■ Document text
================
# Valencia Small Coastal Towns



## ianz (Feb 8, 2014)

We are considering moving to Spain having taken early retirement. We love Valencia but do not want to live in a city. Our plan is to rent somewhere for 3 months to get a feel for living as opposed to holidaying in Spain. Does anyone know of any small coastal towns or villages within I hours travelling from Valencia. We do not like places that are full of high rise blocks or holiday complexes.

ianz


----------



## Lolito (Aug 25, 2012)

Oliva (the last town of the Valencia Province), also Piles, Miramar, Guardamar, Daimús, Xeraco, Tavernes de la Valldigna, Cullera... although I would take out of the list, Cullera and Tavernes, as they have big tall buildings. 

Have a look on Google Earth and see if you like it. Trains from Valencia to Gandia, every half hour taking 55 mins approx. 

I live in Miramar myself, small village but near 'everything'.


----------



## ianz (Feb 8, 2014)

Thank you very much for thes suggestions. We will definitely visit the towns you suggest when we visit to do an exploring trip for a couple of weeks next month. I have looked on google earth the area around Oliva, Piles, Miramar and Daimus look worth exploring


----------
================
■ Recorded data
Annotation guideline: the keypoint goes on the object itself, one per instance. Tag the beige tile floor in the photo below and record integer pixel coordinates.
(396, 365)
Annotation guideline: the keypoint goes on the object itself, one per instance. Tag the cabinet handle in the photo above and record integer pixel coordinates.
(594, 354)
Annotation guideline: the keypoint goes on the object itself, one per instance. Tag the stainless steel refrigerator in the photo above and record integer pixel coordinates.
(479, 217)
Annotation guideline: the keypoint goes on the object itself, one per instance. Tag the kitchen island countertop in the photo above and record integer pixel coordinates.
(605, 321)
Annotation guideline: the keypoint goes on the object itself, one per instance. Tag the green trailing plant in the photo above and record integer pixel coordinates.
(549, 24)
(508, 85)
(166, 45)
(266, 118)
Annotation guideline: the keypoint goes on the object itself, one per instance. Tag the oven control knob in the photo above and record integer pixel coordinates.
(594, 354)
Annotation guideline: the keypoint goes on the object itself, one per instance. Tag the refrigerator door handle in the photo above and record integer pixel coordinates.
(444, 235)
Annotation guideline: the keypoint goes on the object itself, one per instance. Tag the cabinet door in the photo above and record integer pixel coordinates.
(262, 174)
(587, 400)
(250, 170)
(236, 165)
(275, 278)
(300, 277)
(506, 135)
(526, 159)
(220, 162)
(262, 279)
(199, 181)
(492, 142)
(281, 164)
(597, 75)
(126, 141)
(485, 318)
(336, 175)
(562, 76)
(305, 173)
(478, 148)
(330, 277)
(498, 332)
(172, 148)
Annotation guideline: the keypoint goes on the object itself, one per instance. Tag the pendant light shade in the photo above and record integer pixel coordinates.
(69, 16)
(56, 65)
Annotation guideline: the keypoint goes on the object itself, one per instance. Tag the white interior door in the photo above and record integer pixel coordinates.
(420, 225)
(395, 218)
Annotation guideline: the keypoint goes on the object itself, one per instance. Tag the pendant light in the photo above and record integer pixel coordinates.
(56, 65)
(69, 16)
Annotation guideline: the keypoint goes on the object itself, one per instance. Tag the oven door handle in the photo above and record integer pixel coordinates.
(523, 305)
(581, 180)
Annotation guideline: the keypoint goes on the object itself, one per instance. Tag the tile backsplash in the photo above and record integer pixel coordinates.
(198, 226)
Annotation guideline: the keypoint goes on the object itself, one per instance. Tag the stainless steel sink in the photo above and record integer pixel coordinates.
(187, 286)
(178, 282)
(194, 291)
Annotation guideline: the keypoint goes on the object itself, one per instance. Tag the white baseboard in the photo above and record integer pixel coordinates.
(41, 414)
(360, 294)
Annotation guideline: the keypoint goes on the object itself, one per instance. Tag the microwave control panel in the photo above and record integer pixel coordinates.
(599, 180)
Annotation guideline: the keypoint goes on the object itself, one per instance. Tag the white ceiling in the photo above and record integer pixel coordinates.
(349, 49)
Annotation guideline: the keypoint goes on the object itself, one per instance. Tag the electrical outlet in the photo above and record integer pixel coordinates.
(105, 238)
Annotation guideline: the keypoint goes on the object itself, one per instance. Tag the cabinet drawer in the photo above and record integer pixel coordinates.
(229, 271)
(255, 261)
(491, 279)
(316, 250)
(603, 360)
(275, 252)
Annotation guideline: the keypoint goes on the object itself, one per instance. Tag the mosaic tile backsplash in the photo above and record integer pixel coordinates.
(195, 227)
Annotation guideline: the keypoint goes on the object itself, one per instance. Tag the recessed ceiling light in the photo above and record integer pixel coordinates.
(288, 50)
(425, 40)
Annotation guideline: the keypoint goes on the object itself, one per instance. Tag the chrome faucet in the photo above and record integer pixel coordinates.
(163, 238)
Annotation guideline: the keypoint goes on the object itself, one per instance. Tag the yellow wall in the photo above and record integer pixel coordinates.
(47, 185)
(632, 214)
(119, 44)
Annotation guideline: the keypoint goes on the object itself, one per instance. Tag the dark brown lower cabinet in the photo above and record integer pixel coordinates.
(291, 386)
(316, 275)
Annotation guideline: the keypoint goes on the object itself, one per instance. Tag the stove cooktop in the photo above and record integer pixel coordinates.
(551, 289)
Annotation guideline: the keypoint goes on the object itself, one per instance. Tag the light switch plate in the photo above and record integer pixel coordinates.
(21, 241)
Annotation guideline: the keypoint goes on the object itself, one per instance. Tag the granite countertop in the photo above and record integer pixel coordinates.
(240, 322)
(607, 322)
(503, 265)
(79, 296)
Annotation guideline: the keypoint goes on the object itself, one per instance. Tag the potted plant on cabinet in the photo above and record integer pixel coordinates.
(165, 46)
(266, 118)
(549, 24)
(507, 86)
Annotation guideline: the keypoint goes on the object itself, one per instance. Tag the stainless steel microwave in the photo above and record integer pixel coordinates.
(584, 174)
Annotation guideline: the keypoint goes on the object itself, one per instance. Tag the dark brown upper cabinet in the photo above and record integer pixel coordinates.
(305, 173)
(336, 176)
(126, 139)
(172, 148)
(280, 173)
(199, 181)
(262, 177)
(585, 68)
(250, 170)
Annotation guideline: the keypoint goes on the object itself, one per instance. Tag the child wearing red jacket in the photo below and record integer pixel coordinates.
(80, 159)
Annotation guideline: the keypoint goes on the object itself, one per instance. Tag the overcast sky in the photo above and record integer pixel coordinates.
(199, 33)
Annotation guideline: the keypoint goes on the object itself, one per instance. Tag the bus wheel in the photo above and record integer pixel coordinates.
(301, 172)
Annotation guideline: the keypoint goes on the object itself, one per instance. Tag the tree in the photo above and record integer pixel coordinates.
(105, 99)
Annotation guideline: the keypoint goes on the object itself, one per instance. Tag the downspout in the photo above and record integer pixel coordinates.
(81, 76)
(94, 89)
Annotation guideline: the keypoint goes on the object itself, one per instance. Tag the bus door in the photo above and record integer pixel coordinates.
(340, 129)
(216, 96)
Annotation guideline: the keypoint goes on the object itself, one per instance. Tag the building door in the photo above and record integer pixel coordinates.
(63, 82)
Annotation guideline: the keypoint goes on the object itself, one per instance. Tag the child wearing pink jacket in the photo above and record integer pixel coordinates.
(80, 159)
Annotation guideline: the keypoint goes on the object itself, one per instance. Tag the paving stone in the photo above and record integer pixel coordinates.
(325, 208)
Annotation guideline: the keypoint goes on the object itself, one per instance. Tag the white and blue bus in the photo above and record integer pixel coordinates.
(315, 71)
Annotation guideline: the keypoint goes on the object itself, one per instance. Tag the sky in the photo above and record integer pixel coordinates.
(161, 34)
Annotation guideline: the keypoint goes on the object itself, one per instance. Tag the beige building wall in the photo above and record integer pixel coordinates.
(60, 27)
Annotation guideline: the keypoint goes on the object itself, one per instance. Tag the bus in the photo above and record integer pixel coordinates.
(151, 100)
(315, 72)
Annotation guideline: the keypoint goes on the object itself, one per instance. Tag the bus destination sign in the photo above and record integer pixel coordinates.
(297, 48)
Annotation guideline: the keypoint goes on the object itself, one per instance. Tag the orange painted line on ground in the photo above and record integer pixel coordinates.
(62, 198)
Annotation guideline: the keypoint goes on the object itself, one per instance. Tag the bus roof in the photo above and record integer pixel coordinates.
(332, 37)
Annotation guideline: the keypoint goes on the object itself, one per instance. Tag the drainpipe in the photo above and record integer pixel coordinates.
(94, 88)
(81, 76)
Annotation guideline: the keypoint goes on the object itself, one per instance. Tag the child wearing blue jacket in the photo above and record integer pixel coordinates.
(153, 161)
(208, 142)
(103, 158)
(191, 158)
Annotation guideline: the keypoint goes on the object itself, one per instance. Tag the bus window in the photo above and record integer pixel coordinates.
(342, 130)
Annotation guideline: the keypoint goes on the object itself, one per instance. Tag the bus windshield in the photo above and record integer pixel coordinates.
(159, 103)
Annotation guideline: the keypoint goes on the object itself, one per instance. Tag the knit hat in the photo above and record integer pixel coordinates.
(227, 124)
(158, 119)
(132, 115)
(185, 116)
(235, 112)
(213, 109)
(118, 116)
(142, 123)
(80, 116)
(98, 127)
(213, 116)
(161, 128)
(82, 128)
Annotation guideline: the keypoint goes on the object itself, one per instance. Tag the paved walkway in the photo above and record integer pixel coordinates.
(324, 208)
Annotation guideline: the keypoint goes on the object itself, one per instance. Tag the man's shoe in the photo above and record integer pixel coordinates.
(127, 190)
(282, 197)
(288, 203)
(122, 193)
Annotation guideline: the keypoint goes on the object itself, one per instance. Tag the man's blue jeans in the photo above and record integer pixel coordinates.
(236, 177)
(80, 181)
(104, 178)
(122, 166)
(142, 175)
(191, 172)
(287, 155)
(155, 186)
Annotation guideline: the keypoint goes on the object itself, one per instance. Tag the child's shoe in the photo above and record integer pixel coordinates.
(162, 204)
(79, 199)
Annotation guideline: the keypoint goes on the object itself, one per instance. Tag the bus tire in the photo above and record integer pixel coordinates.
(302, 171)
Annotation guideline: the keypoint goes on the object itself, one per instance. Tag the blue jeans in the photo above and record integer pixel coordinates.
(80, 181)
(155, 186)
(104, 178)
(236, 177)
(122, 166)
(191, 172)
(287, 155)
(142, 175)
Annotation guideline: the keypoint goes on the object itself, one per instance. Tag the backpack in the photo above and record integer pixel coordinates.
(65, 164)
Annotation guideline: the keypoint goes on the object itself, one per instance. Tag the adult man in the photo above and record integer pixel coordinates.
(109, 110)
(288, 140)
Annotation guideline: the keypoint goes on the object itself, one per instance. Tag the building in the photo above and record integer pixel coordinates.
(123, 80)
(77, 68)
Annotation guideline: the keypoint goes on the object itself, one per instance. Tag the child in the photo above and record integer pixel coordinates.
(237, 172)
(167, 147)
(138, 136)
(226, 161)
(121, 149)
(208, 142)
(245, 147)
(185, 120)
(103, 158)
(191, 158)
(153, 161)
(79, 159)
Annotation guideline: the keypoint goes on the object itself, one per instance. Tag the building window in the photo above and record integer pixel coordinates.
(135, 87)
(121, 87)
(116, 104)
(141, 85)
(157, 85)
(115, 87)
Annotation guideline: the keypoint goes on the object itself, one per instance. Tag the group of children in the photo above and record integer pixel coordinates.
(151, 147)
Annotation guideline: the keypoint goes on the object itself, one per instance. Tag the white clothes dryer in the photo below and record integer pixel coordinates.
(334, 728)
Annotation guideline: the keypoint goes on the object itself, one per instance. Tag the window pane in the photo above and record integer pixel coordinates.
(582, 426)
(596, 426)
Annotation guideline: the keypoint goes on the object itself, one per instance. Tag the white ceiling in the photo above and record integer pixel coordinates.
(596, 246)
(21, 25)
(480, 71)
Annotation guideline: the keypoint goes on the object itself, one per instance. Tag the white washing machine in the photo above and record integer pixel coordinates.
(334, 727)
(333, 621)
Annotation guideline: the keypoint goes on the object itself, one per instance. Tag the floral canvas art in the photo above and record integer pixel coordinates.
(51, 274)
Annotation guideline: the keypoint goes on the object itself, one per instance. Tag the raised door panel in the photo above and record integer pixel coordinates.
================
■ Written task
In the thread about small coastal towns near Valencia, which two towns does Lolito say to remove from the suggested list?

■ Solution for this problem
Cullera and Tavernes de la Valldigna.